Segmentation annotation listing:
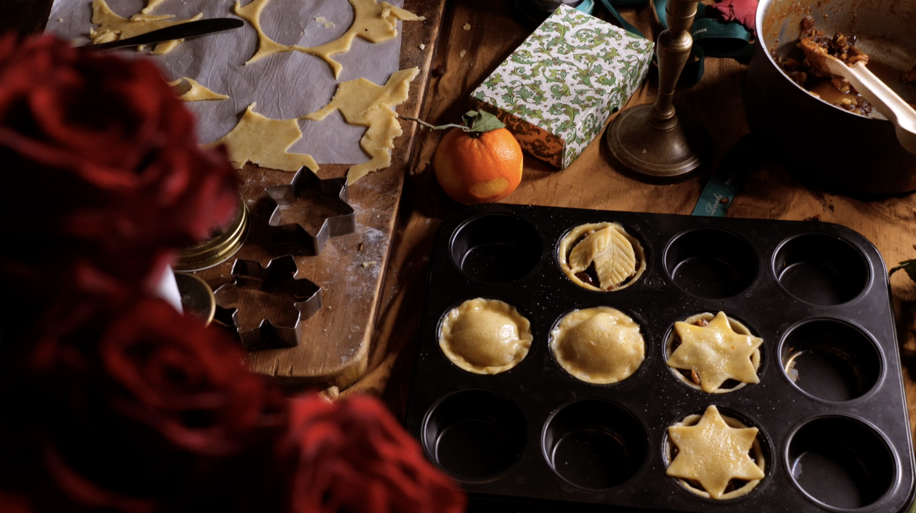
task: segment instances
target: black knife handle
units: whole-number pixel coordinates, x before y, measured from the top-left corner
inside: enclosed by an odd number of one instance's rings
[[[238,28],[239,27],[244,26],[244,21],[233,17],[199,19],[197,21],[189,21],[187,23],[172,25],[170,27],[166,27],[165,28],[159,28],[158,30],[147,32],[146,34],[127,38],[126,39],[118,39],[116,41],[102,43],[100,45],[86,45],[85,48],[89,49],[104,50],[121,47],[151,45],[155,43],[161,43],[163,41],[170,41],[172,39],[186,39],[196,36],[203,36],[204,34],[228,30],[230,28]]]

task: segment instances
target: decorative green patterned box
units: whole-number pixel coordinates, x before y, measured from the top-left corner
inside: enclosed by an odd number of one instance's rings
[[[521,147],[570,165],[649,72],[652,42],[561,5],[477,89]]]

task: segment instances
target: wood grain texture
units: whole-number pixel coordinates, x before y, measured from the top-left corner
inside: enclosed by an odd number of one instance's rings
[[[597,16],[605,17],[605,14],[596,8]],[[657,33],[650,8],[624,10],[624,16],[643,33]],[[471,29],[463,30],[464,24],[470,24]],[[434,124],[455,122],[468,107],[471,91],[531,30],[518,23],[511,2],[451,2],[434,62],[443,74],[431,79],[423,117]],[[468,50],[463,58],[463,49]],[[703,173],[674,185],[636,181],[608,163],[599,136],[562,171],[526,156],[523,181],[504,202],[690,213],[710,170],[749,130],[742,103],[747,65],[707,58],[705,67],[700,83],[675,94],[677,107],[698,116],[710,133],[714,152]],[[656,91],[650,75],[627,106],[651,103]],[[442,133],[427,130],[417,136],[416,173],[404,188],[369,371],[343,394],[380,395],[394,411],[401,413],[406,408],[432,242],[441,220],[460,208],[439,188],[431,168],[427,169],[441,137]],[[863,180],[867,180],[867,174]],[[878,246],[889,267],[916,257],[912,247],[916,244],[916,194],[871,201],[834,195],[806,186],[774,162],[749,177],[734,199],[728,216],[786,220],[820,216],[823,222],[861,233]],[[916,413],[916,285],[898,273],[891,278],[891,289],[907,397],[911,411]],[[916,425],[916,415],[911,413],[911,420]]]
[[[400,115],[416,116],[420,113],[443,4],[444,0],[405,2],[406,9],[426,19],[401,24],[400,69],[417,67],[420,72],[410,84],[409,98],[397,108]],[[426,48],[421,49],[420,44]],[[328,386],[343,388],[367,368],[378,290],[416,125],[401,122],[401,127],[404,134],[395,139],[391,166],[350,187],[349,202],[356,211],[355,232],[332,237],[318,256],[294,255],[298,277],[320,285],[322,301],[321,311],[303,322],[300,345],[249,354],[248,365],[253,371],[280,377],[288,390]],[[322,179],[343,177],[348,167],[322,166],[318,175]],[[292,174],[247,164],[240,175],[245,180],[242,195],[252,213],[253,230],[235,257],[266,265],[270,258],[289,253],[289,247],[270,244],[266,228],[273,204],[267,200],[264,189],[289,183]],[[233,261],[200,275],[212,287],[219,287],[232,280]]]
[[[0,29],[21,33],[40,30],[50,5],[51,0],[0,2]],[[404,7],[426,16],[422,22],[400,23],[400,69],[418,67],[420,72],[410,84],[409,100],[397,111],[416,116],[425,96],[444,0],[406,0]],[[391,166],[350,188],[350,204],[356,211],[355,232],[330,239],[317,256],[296,256],[297,278],[307,278],[322,288],[323,307],[304,322],[301,343],[294,348],[254,352],[249,356],[252,370],[281,377],[290,390],[331,385],[344,387],[367,367],[382,271],[387,262],[395,213],[416,130],[412,122],[402,122],[401,126],[404,134],[395,139]],[[348,168],[326,165],[318,174],[321,178],[343,177]],[[252,213],[252,229],[234,257],[266,265],[273,257],[296,253],[296,248],[270,244],[266,227],[272,204],[264,192],[267,187],[289,183],[293,174],[247,164],[239,175],[243,180],[241,192]],[[232,258],[198,274],[215,289],[232,281],[234,261]]]

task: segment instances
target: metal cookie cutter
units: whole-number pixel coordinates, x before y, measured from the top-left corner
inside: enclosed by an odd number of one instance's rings
[[[297,279],[291,255],[274,258],[266,267],[238,259],[234,280],[213,292],[214,319],[234,326],[242,345],[249,350],[293,347],[302,335],[302,322],[322,308],[322,288]]]
[[[277,203],[267,222],[274,244],[298,243],[318,255],[329,237],[352,234],[356,228],[355,212],[347,202],[346,179],[322,180],[302,168],[289,185],[265,191]]]

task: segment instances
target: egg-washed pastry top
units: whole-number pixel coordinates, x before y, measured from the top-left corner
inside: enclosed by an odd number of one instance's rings
[[[724,418],[714,406],[707,408],[694,425],[688,425],[696,420],[697,416],[692,417],[668,428],[678,453],[665,474],[698,482],[714,499],[734,498],[757,486],[766,476],[763,452],[759,443],[755,443],[758,429]],[[751,459],[751,453],[757,461]],[[733,479],[740,480],[738,486]],[[729,483],[736,489],[726,493]],[[692,486],[685,486],[703,495]]]
[[[695,319],[702,316],[694,316]],[[742,332],[736,332],[736,323]],[[701,322],[702,323],[702,322]],[[678,322],[674,330],[681,341],[668,356],[669,366],[692,370],[700,379],[704,392],[714,392],[727,379],[743,383],[759,383],[759,347],[763,339],[750,334],[743,325],[718,312],[705,325]]]
[[[551,350],[574,377],[606,384],[627,379],[639,368],[646,344],[628,315],[599,306],[566,314],[551,332]]]
[[[628,287],[646,270],[642,246],[617,223],[576,226],[560,242],[560,267],[590,290]]]
[[[476,298],[449,311],[439,330],[439,346],[459,367],[498,374],[521,362],[531,347],[531,324],[515,307]]]

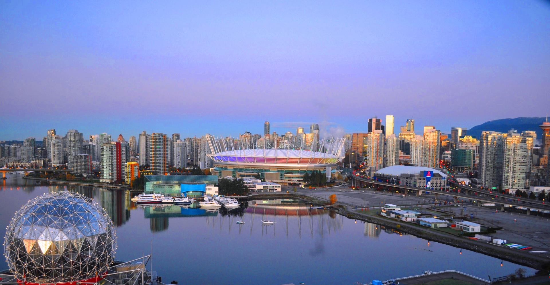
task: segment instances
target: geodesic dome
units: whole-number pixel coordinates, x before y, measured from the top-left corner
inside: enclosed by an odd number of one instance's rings
[[[15,213],[4,237],[6,258],[18,279],[38,284],[87,280],[113,262],[113,222],[92,200],[53,192],[27,202]]]

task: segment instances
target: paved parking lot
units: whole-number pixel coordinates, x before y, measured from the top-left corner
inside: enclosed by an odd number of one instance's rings
[[[290,193],[293,191],[292,187],[284,188],[284,191],[287,190],[289,190]],[[365,191],[362,192],[361,190]],[[298,192],[326,200],[328,199],[331,194],[336,194],[339,202],[359,207],[378,207],[383,204],[393,204],[399,206],[416,205],[419,203],[429,205],[433,202],[435,198],[433,195],[421,196],[408,195],[403,198],[399,194],[375,191],[368,189],[351,191],[347,185],[334,188],[298,189]],[[453,201],[453,199],[440,195],[438,200]],[[494,209],[477,206],[445,207],[442,210],[455,215],[473,215],[474,218],[481,220],[481,223],[502,227],[504,229],[492,234],[496,238],[502,238],[510,243],[532,246],[534,249],[550,251],[550,228],[548,227],[550,220],[547,218],[501,211],[496,213]],[[543,254],[550,257],[550,254]]]

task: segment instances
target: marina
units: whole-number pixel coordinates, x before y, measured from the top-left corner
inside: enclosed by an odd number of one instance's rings
[[[535,270],[481,254],[405,234],[375,224],[355,221],[323,209],[310,209],[293,199],[257,200],[241,207],[203,209],[189,205],[144,205],[138,207],[129,192],[92,187],[42,185],[22,179],[0,184],[0,226],[24,202],[48,191],[70,190],[93,198],[115,224],[117,259],[130,260],[154,251],[153,271],[164,283],[241,283],[235,268],[246,268],[248,280],[266,284],[353,284],[454,270],[492,277]],[[277,222],[264,226],[264,221]],[[239,222],[242,222],[243,223]],[[151,243],[152,240],[152,243]],[[193,245],[193,246],[189,246]],[[223,252],[217,249],[223,248]],[[204,258],[205,255],[210,256]],[[239,259],[229,256],[240,256]],[[406,266],[380,262],[414,259]],[[277,260],[276,262],[273,260]],[[312,265],[315,264],[315,266]],[[0,270],[6,268],[5,264]],[[222,275],[188,275],[215,266]],[[269,268],[269,269],[268,269]],[[275,270],[277,276],[267,274]],[[234,272],[235,273],[230,273]]]

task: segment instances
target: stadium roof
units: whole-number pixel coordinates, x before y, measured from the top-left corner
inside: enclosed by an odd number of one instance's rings
[[[287,150],[284,149],[267,149],[231,150],[218,152],[215,155],[232,156],[258,156],[262,157],[301,157],[301,158],[336,158],[331,154],[310,150]]]
[[[222,151],[208,155],[216,163],[264,166],[324,166],[336,165],[342,156],[309,150],[268,149]]]
[[[406,165],[394,165],[384,167],[377,171],[376,174],[399,176],[404,173],[410,174],[417,174],[421,171],[433,171],[435,173],[437,173],[443,177],[447,177],[447,175],[437,169],[431,168],[430,167],[424,167],[422,166],[408,166]]]

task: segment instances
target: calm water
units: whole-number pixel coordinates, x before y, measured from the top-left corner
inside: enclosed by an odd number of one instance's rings
[[[298,201],[258,200],[228,213],[177,206],[136,207],[125,191],[0,182],[0,227],[28,200],[65,189],[95,199],[117,226],[116,259],[148,254],[162,281],[179,284],[353,284],[453,269],[484,278],[519,265],[349,220]],[[275,220],[263,226],[262,217]],[[237,221],[245,223],[239,225]],[[7,268],[4,260],[0,270]],[[524,267],[528,273],[535,270]]]

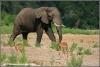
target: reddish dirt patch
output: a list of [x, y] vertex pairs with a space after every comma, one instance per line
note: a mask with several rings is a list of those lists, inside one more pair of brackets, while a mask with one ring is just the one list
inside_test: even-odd
[[[20, 37], [20, 35], [18, 36]], [[17, 38], [18, 38], [17, 37]], [[58, 39], [58, 35], [55, 34], [55, 37]], [[8, 42], [9, 39], [9, 34], [1, 34], [1, 41], [2, 42]], [[21, 40], [18, 41], [17, 39], [15, 40], [16, 43], [22, 42]], [[63, 34], [63, 39], [62, 41], [68, 43], [68, 47], [73, 44], [73, 42], [78, 44], [79, 46], [83, 46], [84, 48], [91, 48], [94, 53], [92, 55], [84, 55], [83, 58], [83, 64], [82, 66], [99, 66], [99, 48], [93, 48], [93, 45], [95, 43], [99, 44], [99, 35], [74, 35], [74, 34]], [[46, 34], [43, 34], [40, 48], [36, 48], [34, 46], [36, 42], [36, 34], [35, 33], [30, 33], [28, 35], [28, 43], [31, 45], [31, 47], [25, 47], [26, 50], [26, 55], [30, 61], [44, 61], [44, 66], [50, 65], [50, 61], [52, 61], [52, 58], [54, 58], [55, 62], [54, 66], [67, 66], [66, 64], [66, 59], [70, 60], [70, 52], [68, 58], [63, 58], [61, 59], [59, 56], [59, 51], [55, 51], [54, 49], [50, 48], [51, 41], [48, 38]], [[1, 46], [1, 54], [6, 53], [8, 56], [11, 55], [11, 49], [15, 51], [13, 47], [10, 46]], [[16, 52], [16, 51], [15, 51]], [[19, 54], [20, 55], [20, 54]], [[77, 55], [76, 51], [74, 51], [75, 57], [79, 57]]]

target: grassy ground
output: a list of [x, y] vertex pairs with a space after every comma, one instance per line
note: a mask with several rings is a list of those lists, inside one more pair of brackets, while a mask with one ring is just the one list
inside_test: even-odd
[[[10, 34], [12, 33], [13, 30], [13, 25], [10, 26], [1, 26], [1, 33], [2, 34]], [[55, 27], [53, 27], [53, 32], [57, 33], [57, 30]], [[44, 32], [45, 33], [45, 32]], [[94, 34], [99, 34], [98, 30], [82, 30], [82, 29], [70, 29], [70, 28], [62, 28], [62, 34], [85, 34], [85, 35], [94, 35]]]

**EXERCISE DETAILS:** Please print the listing from its first line through the line containing "[[[521,147],[570,165],[649,72],[652,42],[561,5],[477,89]]]", including both of those lines. Leave the pictures out.

**OUTPUT BELOW:**
task: segment instances
target: black knife handle
units: whole-number pixel coordinates, x before y, measured from the top-left corner
inside: enclosed by an odd number of one instance's rings
[[[238,28],[239,27],[244,26],[244,21],[233,17],[199,19],[197,21],[189,21],[187,23],[172,25],[170,27],[166,27],[165,28],[159,28],[158,30],[147,32],[146,34],[127,38],[126,39],[118,39],[116,41],[102,43],[100,45],[86,45],[85,48],[89,49],[104,50],[121,47],[151,45],[155,43],[161,43],[163,41],[170,41],[172,39],[186,39],[196,36],[203,36],[204,34],[228,30],[230,28]]]

task: segment instances
target: decorative green patterned box
units: whole-number pixel coordinates, x before y, measured from the top-left corner
inside: enclosed by an odd number of one instance's rings
[[[521,147],[570,165],[649,72],[652,42],[561,5],[477,89]]]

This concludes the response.